■ TASK:
Return verbatim the part of the listing below that opens with the line containing "Task: indicate the headlight" and closes with the line containing "x=359, y=383", both of those lines included. Give only those lines.
┄┄┄┄┄┄
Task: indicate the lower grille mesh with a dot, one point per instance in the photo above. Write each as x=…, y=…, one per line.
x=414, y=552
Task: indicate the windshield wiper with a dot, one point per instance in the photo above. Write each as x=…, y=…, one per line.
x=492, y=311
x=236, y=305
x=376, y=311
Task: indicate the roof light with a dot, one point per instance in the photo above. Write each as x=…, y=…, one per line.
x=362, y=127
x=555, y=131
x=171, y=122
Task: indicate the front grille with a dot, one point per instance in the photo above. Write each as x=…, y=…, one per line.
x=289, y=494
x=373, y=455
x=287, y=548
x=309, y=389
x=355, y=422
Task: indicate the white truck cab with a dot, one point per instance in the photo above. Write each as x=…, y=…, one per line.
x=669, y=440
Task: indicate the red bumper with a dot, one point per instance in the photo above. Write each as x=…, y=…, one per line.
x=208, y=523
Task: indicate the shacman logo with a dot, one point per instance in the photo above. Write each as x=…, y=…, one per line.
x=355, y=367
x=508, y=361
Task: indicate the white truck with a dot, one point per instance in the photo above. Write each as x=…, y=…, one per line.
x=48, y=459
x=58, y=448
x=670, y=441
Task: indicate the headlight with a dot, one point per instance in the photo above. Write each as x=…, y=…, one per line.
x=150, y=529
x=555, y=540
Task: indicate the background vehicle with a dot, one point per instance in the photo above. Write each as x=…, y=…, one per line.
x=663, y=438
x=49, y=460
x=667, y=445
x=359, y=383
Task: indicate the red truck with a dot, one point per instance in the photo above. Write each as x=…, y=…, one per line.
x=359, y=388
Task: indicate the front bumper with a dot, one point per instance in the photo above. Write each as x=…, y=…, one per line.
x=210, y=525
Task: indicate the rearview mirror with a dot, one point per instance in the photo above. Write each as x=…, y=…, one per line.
┄┄┄┄┄┄
■ FINISHED TASK:
Task: indicate the headlight with a dot, one point per instance in the photo above. Write each as x=…, y=…, one per line.
x=150, y=529
x=555, y=540
Task: indicate the background vehicle with a dot, one point per instance in the photo above. Write each as x=…, y=…, one per line.
x=663, y=438
x=49, y=460
x=667, y=445
x=359, y=383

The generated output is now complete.